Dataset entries
◇ ◇ ◇ ◇
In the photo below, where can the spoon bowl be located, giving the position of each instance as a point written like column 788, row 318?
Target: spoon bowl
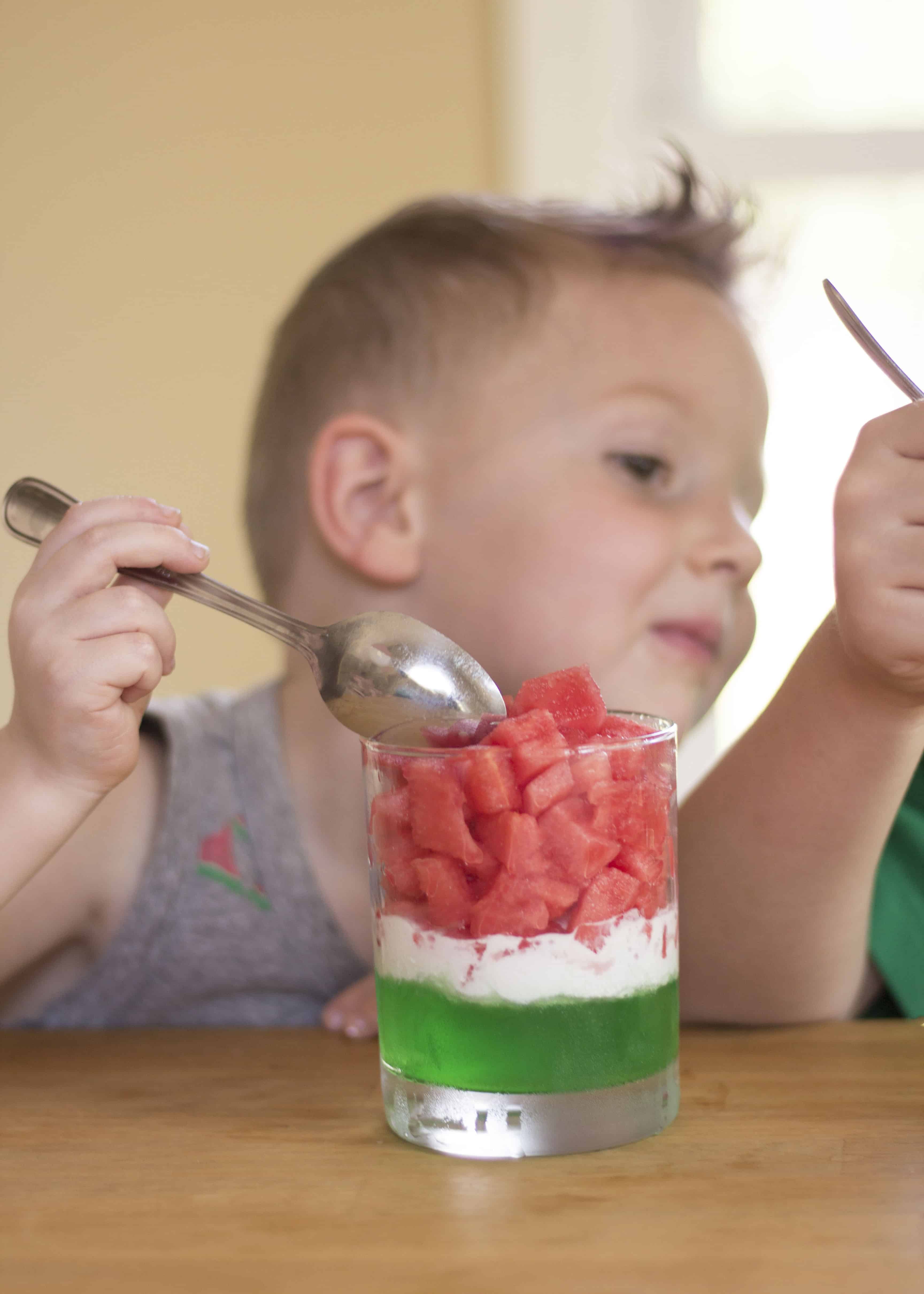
column 373, row 671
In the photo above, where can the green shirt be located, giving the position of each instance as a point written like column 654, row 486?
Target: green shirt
column 897, row 922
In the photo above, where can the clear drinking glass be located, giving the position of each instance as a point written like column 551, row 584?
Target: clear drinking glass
column 527, row 1007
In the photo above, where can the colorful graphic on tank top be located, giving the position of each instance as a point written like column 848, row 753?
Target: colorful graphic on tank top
column 226, row 857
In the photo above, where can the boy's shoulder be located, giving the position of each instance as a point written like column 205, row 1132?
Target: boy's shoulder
column 214, row 716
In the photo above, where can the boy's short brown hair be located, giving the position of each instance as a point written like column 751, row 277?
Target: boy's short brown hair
column 377, row 324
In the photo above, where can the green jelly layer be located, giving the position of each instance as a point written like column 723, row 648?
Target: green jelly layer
column 562, row 1046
◇ ◇ ◇ ◇
Format the lines starting at the one containing "In the photo above, where can the green shirt" and ending at the one containing "column 527, row 1007" as a Markdown table with the columns Number and Line, one line per table row, numbered in order and with blank lines omitted.

### REPLY
| Number | Line |
|---|---|
| 1 | In the photo above, where can the green shirt be located, giving the position of each instance as a point written like column 654, row 486? |
| 2 | Target: green shirt |
| 3 | column 897, row 922 |
| 4 | In the photo above, where can the clear drinking glass be located, giving the position of each instance as a point written like column 551, row 584? |
| 5 | Target: clear drinking glass |
| 6 | column 527, row 1007 |